**TASK BRIEF**. In the post below about improving Mars Direct, condense the paragraph beginning "That eliminates the two biggest human risks" into a bulleted list that keeps its main facts.

**EXTRACT PROVIDED**.

◆ ◆ ◆

Improving Mars Direct
It should be possible to improve upon Robert Zubrin's "Mars Direct" plan:
Zubrin's plan is good, but we could make the mission much safer. There are two main potential failure points in Mars Direct that are risky for humans: Will the crew vehicle be able to aerobrake into orbit and land; and will the ERV be able to lift successfully from Mars?
Reduce both risks by simply not landing humans in the first few missions. Instead, land robots to be tele-operated from a Mars orbital station. Eliminating the mass of the lander and aerobraking shield allows the ship to arrive with enough fuel to get into Mars orbit using the 3rd stage rocket. Even better, use two rockets, providing backup, and to act as each other's counter-balance when rotating for artificial gravity - no need to discard the 3rd stage rockets. Instead, the crew can return to Earth on the same ship(s) in which they arrived. They just need fuel for the return trip - and Zubrin's approach can be used to generate and deliver that to orbit before the crews even leave Earth.
That eliminates the two biggest human risks of Mars Direct, but brings back the risk of radiation. Cosmic rays might be partially shielded by orbiting very close to Deimos or Phobos. Water tanks over the crew quarters, and the rockets and fuel tanks below crew quarters, can provide more shielding. In the event of a solar flare warning, they can "duck" behind the moon. It should be possible to reduce the overall exposure to no greater than that experienced on Mars' surface. Later missions can test un-crewed landers, until we have proven landing and return to orbit capabilities.
Further improvement might be gained by eliminating the need to land tons of hydrogen. Recent observations by Mars rovers seem to indicate that water may be available in the soil. After all, only a small over-burden of soil would provide sufficient pressure to halt sublimation of ice. The fact that water was observed apparently collecting in dusty drops on the rover would seem to indicate that the heat of the rover warmed the ground enough to trigger sublimation of the uppermost layer of ice, with the gas then escaping and collecting on and near the rover. Water may be much more easily available on Mars than we have ever dared hope! (This also goes toward supporting my hypothesis that layers of ice and dust might build up over time, then become exposed horizontally and begin sublimating, being eroded by the wind, and collapsing- creating most of the "flowing water" gully-like and "mud-flow" features we see on Mars.)
Simply dumping heat from the nuclear reactor into the ground may create enough humidity to extract water from the air. Since the reactor is on a "truck", it might rove about (using nuclear electric power), warming the ground, collecting the sublimating water vapor on a chilled surface, and scraping it into an insulated container. This is the sort of spontaneous experiment that having humans and robots at Mars could enable.

◆ ◆ ◆

(Saved entries)
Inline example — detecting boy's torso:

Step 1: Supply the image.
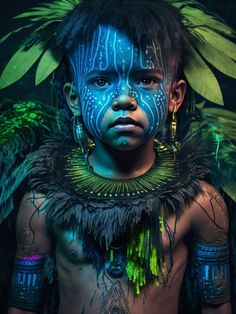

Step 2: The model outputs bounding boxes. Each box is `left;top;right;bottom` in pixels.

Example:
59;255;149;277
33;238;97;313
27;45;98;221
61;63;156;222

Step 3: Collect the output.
53;215;188;314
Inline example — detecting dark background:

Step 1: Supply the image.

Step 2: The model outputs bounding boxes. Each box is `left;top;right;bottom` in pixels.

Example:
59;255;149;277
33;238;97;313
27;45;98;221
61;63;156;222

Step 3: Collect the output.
0;0;236;110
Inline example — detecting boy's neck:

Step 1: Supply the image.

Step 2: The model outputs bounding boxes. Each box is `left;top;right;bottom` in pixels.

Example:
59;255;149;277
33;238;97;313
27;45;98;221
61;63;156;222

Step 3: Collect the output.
89;138;156;179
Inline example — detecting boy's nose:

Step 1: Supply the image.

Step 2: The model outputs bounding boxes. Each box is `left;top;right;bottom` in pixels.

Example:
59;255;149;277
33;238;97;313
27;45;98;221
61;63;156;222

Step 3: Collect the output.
111;95;137;111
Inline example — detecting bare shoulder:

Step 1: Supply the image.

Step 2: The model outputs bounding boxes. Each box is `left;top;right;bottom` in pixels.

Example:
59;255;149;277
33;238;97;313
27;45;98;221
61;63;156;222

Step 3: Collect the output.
190;181;229;245
16;192;50;255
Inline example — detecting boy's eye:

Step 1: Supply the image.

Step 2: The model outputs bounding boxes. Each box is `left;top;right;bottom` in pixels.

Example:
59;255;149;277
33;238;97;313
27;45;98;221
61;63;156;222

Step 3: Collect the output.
91;78;111;87
137;77;158;87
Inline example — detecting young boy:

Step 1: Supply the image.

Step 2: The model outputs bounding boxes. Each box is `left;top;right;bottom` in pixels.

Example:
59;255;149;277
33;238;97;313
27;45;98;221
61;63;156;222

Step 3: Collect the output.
1;0;231;314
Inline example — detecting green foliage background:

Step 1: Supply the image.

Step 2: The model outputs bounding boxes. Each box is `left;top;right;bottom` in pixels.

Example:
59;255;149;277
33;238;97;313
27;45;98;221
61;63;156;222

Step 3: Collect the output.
0;0;236;110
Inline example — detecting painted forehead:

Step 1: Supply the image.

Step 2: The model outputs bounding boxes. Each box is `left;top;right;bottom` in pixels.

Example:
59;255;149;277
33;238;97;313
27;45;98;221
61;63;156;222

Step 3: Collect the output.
71;25;163;75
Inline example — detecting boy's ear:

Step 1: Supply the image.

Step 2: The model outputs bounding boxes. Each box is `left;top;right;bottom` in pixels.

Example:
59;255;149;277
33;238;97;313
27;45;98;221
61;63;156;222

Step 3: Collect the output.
63;82;81;116
168;80;186;112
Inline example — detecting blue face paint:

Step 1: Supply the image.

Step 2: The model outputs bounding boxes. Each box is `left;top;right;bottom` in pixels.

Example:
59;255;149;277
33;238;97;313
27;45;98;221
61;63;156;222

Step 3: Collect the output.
70;26;171;146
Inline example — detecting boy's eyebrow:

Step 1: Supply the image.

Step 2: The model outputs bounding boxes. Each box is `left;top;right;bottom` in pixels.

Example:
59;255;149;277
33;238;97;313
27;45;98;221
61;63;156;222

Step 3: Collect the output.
130;68;164;79
85;68;164;79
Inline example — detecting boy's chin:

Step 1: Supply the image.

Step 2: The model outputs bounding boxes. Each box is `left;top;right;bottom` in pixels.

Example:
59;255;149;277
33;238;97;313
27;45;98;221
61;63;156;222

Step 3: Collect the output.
106;138;147;152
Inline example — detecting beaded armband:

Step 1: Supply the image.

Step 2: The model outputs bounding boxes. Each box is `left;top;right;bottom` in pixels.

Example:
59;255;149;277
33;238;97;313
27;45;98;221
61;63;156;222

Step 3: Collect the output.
193;244;230;305
9;255;45;312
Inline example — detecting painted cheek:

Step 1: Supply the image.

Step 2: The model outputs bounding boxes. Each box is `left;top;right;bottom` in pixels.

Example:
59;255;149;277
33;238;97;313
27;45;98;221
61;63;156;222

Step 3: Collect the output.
82;87;116;139
140;86;167;137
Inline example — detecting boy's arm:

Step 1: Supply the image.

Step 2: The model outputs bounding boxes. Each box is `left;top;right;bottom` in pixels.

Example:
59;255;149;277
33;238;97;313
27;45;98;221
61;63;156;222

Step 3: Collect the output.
191;182;231;314
8;192;50;314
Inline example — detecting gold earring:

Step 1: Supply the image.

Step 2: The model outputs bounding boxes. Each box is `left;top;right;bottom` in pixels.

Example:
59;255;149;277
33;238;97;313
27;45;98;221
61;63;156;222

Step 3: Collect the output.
170;105;180;153
72;116;88;158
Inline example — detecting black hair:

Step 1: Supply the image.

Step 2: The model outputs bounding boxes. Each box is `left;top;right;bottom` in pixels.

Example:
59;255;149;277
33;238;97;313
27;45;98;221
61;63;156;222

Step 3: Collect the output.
54;0;195;137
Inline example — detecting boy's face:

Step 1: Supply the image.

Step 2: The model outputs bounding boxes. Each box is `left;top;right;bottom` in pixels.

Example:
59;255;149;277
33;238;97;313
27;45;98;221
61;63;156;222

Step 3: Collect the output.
70;26;177;150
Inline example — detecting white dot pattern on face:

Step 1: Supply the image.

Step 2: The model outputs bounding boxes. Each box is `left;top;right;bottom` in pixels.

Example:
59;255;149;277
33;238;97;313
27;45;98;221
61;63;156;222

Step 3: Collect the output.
70;25;167;139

◆ ◆ ◆

**OUTPUT FOR THIS TASK**.
- The approach removes the two biggest human risks of Mars Direct but brings back the risk of radiation.
- Orbiting very close to Deimos or Phobos might partially shield the crew from cosmic rays.
- Water tanks over the crew quarters and rockets and fuel tanks below them can add shielding.
- If there is a solar flare warning, the crew can "duck" behind the moon.
- Overall exposure could be kept no greater than that on Mars' surface.
- Later missions can test uncrewed landers until landing and return to orbit are proven.